Document text –
============

Even the contention of the appellant/husband is accepted as it is, it is well settled that the right of a woman to have reproductive choice is an insegregable part of her personal liberty as envisaged under Article 21 of the Constitution of India. Admittedly, she cannot be forced to give birth to a child. Coming back to the present case, when the appellant/husband alleges, she terminated pregnancy as she did not want child, burden is on him to prove the same. In the present case, neither the appellant/husband had adduced the evidence that the respondent/wife terminated pregnancy nor the respondent/wife proved a pregnancy was terminated due to sickness."
Most forthrightly, the Division Bench then observes in para 17 that:
After adverting to material on record it was not proved that the respondent/wife was insisting to the appellant/husband to search the job for her. It is evident from the evidence of the appellant/husband that he had no objection if the respondent/wife engaged in doing job. His evidence that the respondent/wife was harassing him is vague one. He nowhere narrated the manner in which he was harassed.
On the contrary, evidence shows that the respondent/wife had not accepted to conduct private tuition classes considering her child is of a tender age. Regarding the another allegation that she terminated pregnancy which is also not proved. The allegations of cruelty cannot be considered on trivial issues. The allegation should have the origin with reference to time, place and manner of cruelty. General allegations of cruelty do not constitute cruelty in the eyes of law so as to grant decree of dissolution of marriage on that premise.
It is observed by the Hon’ble Apex Court in A. Jayachandra Vs. Aneel Kaur 2005 (5) ALL MR 313 (S.C.) that mere annoyance or irritation may not constitute cruelty, rather it is a spontaneous change in human behavior which restricts the other side to live with the spouse under the fear of endangering life or bodily injuries. Though, the word ‘cruelty’ has not been defined strictly, but it has to be gathered from attending circumstances of each case. The allegations should be specific with regard to time, place and manner of committing such cruelty. The cruelty should be such in which it is not reasonably expected to live together.
It is observed by the Hon’ble Apex Court in Gurbux Singh Vs. Harminder Kaur AIR 2011 SC 114 that the aggrieved party has to make a specific case that the conduct of which exception is taken amounts to cruelty. It is true that even a single act of violence which is of grievous and inexcusable nature satisfies the test of cruelty. The marital life should be access as a whole and few isolated instances over a certain period will not amount to cruelty."
Most significantly, the Division Bench then holds in para 19 that:
The appellant/husband had also raised ground that without sufficient reasons the respondent/wife had withdrawn herself from his company and left the matrimonial house. She had deserted him. The appellant/husband had alleged that on 02/05/2004, the respondent/wife quarreled with him by saying that she is desiring to do the job and she wants to terminate the pregnancy.

============

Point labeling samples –
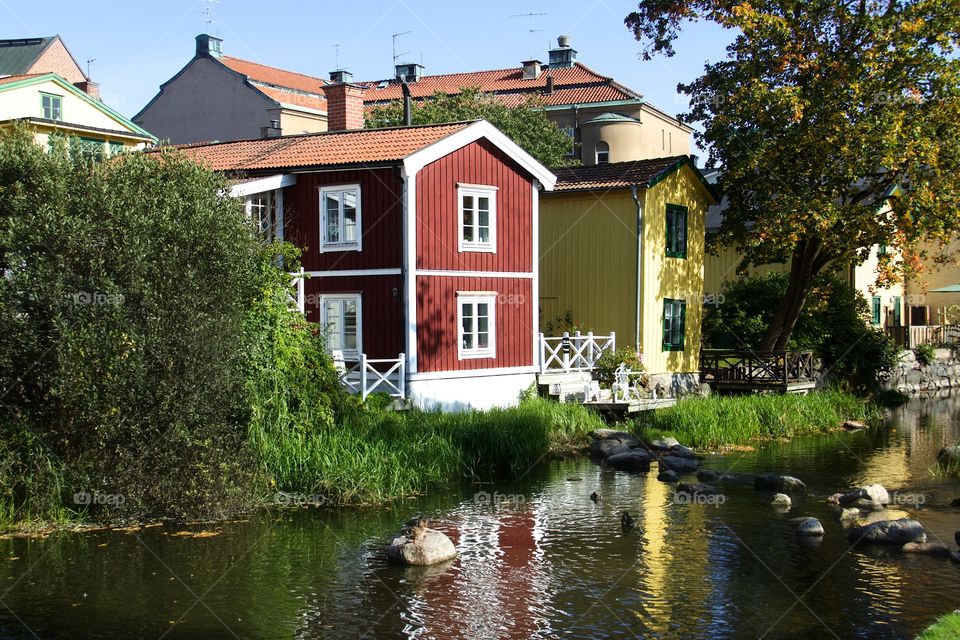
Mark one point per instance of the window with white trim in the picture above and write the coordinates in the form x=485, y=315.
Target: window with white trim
x=476, y=319
x=477, y=215
x=262, y=211
x=341, y=319
x=340, y=218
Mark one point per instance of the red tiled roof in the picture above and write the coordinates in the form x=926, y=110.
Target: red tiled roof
x=615, y=174
x=321, y=149
x=271, y=75
x=296, y=99
x=495, y=81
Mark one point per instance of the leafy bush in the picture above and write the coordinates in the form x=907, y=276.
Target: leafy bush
x=607, y=365
x=124, y=329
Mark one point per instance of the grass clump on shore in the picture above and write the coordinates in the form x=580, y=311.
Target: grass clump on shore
x=947, y=627
x=372, y=456
x=736, y=420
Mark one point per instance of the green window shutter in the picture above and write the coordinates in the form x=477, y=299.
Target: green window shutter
x=676, y=219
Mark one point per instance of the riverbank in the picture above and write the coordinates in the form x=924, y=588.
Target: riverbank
x=946, y=627
x=725, y=421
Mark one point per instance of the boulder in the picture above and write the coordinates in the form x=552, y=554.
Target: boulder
x=927, y=548
x=779, y=483
x=635, y=460
x=949, y=455
x=888, y=532
x=807, y=526
x=428, y=547
x=664, y=444
x=612, y=434
x=872, y=496
x=668, y=476
x=682, y=466
x=781, y=500
x=697, y=489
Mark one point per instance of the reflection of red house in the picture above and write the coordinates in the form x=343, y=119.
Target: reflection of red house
x=418, y=240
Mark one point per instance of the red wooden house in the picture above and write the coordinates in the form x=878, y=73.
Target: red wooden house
x=419, y=241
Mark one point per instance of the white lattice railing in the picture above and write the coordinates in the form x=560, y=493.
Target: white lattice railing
x=577, y=352
x=364, y=377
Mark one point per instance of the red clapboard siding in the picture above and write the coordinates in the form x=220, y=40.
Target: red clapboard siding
x=437, y=322
x=381, y=312
x=477, y=163
x=381, y=219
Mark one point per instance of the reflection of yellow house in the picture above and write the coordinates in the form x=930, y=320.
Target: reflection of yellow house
x=598, y=270
x=48, y=105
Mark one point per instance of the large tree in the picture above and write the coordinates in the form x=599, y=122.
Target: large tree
x=526, y=124
x=821, y=110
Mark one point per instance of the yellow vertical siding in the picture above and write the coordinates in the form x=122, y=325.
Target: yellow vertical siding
x=588, y=261
x=676, y=278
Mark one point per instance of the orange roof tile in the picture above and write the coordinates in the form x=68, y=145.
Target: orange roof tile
x=321, y=149
x=272, y=75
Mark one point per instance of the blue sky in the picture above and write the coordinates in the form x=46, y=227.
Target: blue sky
x=138, y=45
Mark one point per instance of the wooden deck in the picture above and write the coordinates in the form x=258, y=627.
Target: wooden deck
x=731, y=371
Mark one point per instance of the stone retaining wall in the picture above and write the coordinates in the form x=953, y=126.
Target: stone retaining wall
x=913, y=378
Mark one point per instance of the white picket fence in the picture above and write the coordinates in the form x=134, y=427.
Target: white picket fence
x=577, y=352
x=364, y=377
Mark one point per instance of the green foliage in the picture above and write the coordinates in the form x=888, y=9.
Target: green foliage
x=610, y=360
x=819, y=110
x=526, y=124
x=947, y=627
x=739, y=420
x=925, y=353
x=834, y=324
x=123, y=330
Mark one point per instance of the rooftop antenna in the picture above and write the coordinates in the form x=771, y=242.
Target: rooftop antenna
x=530, y=29
x=395, y=54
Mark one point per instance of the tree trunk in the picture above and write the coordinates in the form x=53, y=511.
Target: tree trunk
x=804, y=266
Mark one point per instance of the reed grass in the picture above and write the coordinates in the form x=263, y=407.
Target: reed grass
x=738, y=420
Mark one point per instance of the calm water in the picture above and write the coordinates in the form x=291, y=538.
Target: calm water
x=549, y=563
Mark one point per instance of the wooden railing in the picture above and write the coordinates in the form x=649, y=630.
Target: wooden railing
x=368, y=375
x=577, y=352
x=756, y=368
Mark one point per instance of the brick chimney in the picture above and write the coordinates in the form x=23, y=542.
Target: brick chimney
x=344, y=106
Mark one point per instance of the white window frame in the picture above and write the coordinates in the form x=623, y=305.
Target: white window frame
x=356, y=245
x=477, y=191
x=474, y=298
x=349, y=354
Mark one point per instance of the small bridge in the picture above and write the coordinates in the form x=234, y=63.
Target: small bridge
x=733, y=371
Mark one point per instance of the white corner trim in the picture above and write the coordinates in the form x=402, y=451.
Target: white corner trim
x=270, y=183
x=472, y=373
x=481, y=129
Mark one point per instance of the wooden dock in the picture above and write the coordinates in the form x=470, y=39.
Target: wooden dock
x=732, y=371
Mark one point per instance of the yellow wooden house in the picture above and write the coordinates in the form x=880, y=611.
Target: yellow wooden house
x=622, y=249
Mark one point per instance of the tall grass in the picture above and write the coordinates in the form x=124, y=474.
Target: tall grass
x=736, y=420
x=371, y=456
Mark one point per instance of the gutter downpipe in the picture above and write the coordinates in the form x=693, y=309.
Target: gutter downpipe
x=636, y=200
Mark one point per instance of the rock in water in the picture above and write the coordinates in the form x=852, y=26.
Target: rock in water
x=668, y=476
x=888, y=532
x=680, y=465
x=779, y=483
x=927, y=549
x=634, y=460
x=807, y=526
x=781, y=500
x=429, y=546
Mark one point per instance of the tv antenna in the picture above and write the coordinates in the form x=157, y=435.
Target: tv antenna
x=530, y=29
x=395, y=54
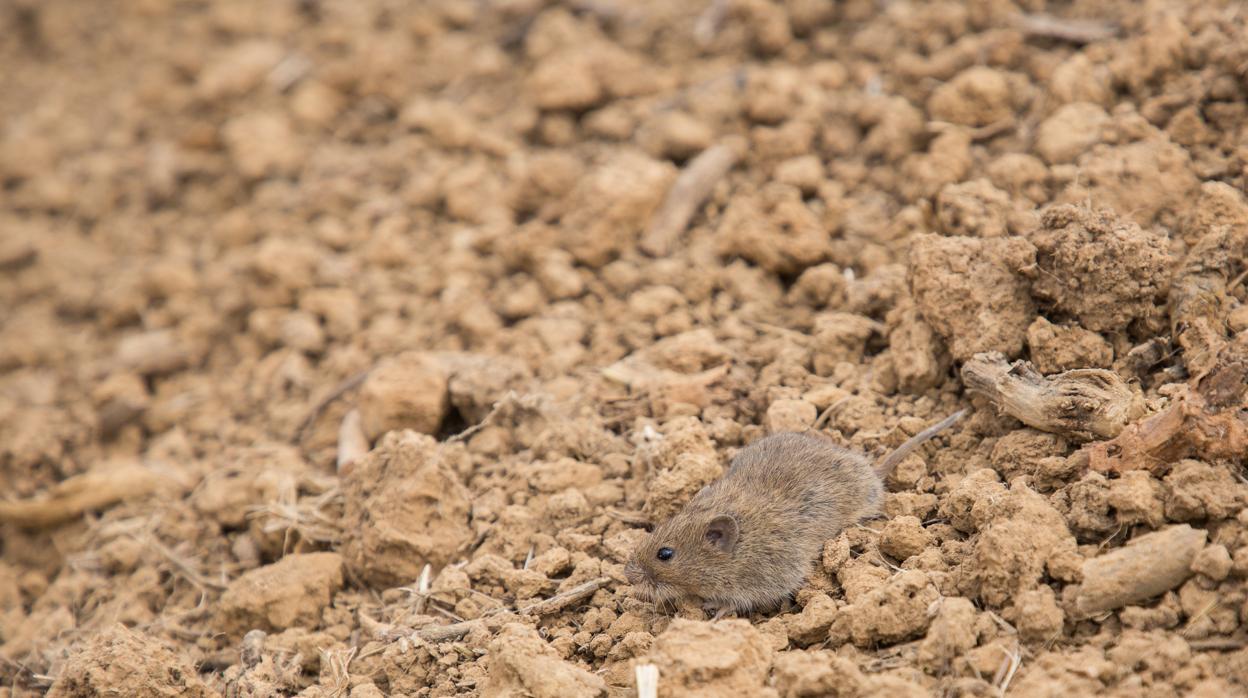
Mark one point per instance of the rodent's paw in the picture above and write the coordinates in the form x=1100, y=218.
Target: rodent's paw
x=716, y=608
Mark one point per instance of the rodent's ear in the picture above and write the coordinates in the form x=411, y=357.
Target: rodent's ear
x=721, y=532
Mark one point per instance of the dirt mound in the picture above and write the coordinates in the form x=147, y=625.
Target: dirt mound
x=348, y=347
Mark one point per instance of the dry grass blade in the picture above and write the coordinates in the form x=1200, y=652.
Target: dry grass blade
x=544, y=607
x=182, y=565
x=337, y=662
x=305, y=517
x=647, y=681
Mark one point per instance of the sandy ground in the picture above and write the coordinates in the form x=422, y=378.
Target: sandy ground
x=347, y=347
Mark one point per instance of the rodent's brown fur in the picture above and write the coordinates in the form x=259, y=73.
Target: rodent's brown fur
x=749, y=540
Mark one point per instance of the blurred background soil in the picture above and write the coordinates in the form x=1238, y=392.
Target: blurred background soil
x=243, y=242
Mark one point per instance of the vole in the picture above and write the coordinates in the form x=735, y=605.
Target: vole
x=750, y=538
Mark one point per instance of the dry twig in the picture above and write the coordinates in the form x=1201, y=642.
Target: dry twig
x=687, y=194
x=1073, y=30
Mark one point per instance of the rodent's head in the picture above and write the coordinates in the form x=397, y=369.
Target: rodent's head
x=688, y=555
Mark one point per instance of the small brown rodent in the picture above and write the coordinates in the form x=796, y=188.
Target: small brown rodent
x=750, y=538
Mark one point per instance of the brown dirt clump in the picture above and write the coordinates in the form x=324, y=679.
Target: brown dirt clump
x=350, y=349
x=120, y=661
x=1105, y=272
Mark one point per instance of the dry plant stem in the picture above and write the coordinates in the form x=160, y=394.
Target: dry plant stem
x=1083, y=403
x=687, y=194
x=544, y=607
x=338, y=391
x=1076, y=31
x=1204, y=418
x=69, y=498
x=1145, y=567
x=182, y=566
x=1198, y=299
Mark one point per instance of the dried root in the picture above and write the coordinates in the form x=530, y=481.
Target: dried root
x=1207, y=418
x=1085, y=403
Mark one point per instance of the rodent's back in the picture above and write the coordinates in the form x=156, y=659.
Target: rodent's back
x=789, y=493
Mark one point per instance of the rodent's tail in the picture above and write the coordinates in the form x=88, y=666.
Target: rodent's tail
x=891, y=460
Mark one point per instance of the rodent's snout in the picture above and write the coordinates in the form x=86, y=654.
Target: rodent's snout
x=633, y=572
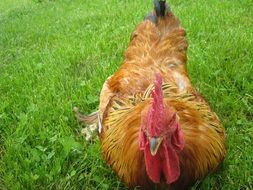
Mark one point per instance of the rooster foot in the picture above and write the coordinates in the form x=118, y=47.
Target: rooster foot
x=89, y=132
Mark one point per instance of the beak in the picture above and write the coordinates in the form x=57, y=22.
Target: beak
x=154, y=144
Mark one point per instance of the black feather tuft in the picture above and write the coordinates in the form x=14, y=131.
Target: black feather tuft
x=160, y=7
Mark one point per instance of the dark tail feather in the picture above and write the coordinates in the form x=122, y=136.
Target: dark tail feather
x=161, y=7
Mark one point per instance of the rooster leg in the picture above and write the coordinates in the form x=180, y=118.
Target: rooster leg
x=91, y=124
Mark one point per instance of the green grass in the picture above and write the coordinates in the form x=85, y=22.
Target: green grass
x=56, y=54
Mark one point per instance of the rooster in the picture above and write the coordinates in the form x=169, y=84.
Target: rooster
x=156, y=131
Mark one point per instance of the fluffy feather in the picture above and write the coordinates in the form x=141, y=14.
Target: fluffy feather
x=158, y=45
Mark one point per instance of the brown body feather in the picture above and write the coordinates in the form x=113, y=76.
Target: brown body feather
x=157, y=47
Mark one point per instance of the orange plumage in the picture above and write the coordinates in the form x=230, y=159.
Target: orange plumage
x=158, y=46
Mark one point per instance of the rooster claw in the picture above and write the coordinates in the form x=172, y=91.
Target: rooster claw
x=91, y=126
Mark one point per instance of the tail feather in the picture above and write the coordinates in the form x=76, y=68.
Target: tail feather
x=161, y=7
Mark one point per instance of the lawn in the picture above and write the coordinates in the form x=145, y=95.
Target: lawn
x=55, y=55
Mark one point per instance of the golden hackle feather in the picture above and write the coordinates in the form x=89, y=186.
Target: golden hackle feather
x=203, y=133
x=157, y=47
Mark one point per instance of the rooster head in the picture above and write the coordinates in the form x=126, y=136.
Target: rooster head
x=161, y=138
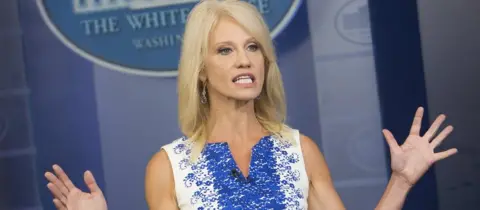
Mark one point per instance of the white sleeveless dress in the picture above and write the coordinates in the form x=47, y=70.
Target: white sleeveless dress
x=277, y=176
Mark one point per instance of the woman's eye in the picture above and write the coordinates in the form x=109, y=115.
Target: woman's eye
x=224, y=51
x=253, y=47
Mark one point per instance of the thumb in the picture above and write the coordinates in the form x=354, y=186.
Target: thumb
x=91, y=183
x=391, y=141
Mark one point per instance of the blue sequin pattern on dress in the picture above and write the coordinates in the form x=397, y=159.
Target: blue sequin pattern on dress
x=218, y=183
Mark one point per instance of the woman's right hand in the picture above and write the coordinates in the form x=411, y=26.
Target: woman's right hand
x=69, y=197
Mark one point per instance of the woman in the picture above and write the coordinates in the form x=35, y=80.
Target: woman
x=237, y=152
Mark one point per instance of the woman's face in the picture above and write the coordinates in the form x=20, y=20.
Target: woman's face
x=235, y=65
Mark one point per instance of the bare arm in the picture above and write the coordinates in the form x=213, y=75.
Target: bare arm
x=159, y=183
x=322, y=194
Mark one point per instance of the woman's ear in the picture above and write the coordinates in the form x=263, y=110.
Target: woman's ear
x=202, y=76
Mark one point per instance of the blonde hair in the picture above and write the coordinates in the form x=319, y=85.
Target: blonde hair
x=270, y=108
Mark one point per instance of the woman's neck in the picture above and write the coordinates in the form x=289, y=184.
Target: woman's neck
x=234, y=122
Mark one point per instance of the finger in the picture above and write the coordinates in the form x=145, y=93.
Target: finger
x=444, y=154
x=392, y=142
x=59, y=205
x=58, y=183
x=63, y=176
x=91, y=183
x=439, y=139
x=434, y=127
x=417, y=122
x=56, y=193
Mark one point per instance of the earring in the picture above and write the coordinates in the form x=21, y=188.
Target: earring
x=203, y=96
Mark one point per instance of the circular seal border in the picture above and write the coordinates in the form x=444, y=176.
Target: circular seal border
x=287, y=18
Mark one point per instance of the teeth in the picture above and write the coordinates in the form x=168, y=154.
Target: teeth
x=244, y=80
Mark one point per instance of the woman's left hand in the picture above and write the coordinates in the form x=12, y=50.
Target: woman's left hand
x=413, y=158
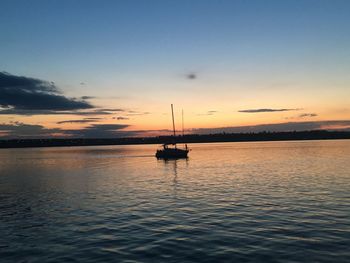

============

Problems to solve –
1/ Answer these questions from the excerpt on marital cruelty:
(a) Under which Article of the Constitution of India is a woman's reproductive choice part of her personal liberty?
(b) According to the evidence, why had the respondent/wife not accepted to conduct private tuition classes?
(c) In which case did the Hon'ble Apex Court observe that mere annoyance or irritation may not constitute cruelty?
2/ Pick up the excerpt on marital cruelty after its last sentence and continue it.
This material comes from a separate source.

Answers in order –
1/
(a) Article 21.
(b) She considered that her child is of a tender age.
(c) A. Jayachandra Vs. Aneel Kaur 2005 (5) ALL MR 313 (S.C.).

2/
After several attempts the respondent/wife had not returned back. The appellant/husband had adduced his evidence to support his contention. He testified that in the month of June i.e. on 07/06/2004 he contacted the respondent/wife by telephonic call and asked her to return at matrimonial house. Thereafter she called him on 10/07/2004 and asked him to come at her maternal house to fetch her back. Accordingly he went there.
The sum and substance of his evidence is that after his attempts the respondent/wife and her father both denied to join the company of the appellant/husband by the respondent/wife for cohabitation. He specifically admitted during cross-examination that he never contacted either by telephonic call or letter to the respondent/wife. He relied on the letter which was addressed to the respondent/wife by him dated 05/12/2004. Admittedly, said letter was not received by the respondent/wife and it returned back to the appellant/husband as not claimed. Though he testified that he sent second letter dated 28/06/2005 but there is no evidence that said letter is received by the respondent/wife.
The respondent/wife denied that she received any such letter. Admittedly, the appellant/husband had not issued any legal notice to the respondent/wife asking her to return for cohabitation. Though the appellant/husband had adduced the evidence of Ashok Pundalikrao Tidke which shows that he visited the maternal house of the respondent/wife along with the appellant/husband on 09/10/2012. Thus, there is no evidence that prior to 09/10/2012, the appellant/husband had visited the house of the respondent/wife to bring her back.
The respondent/wife as well as her witnesses also admitted that the visit of the appellant/husband at the parents house of the respondent/wife on 09/10/2012. Though the respondent/wife admitted his visit but she denied that the appellant/husband came to fetch her back. Thus, the evidence is sufficient to show that from 2004 to 2012 the appellant/husband had not taken any efforts to bring the
respondent/wife back for cohabitation. As already observed earlier he had also not adduced the evidence that the respondent/wife had terminated her pregnancy. On the other hand, the respondent/wife had come with the case that the appellant/husband as well as his sisters suspecting her character, therefore, she constrained to leave matrimonial house. Admittedly, no other reason came forward that the respondent/wife had left the house for other reason.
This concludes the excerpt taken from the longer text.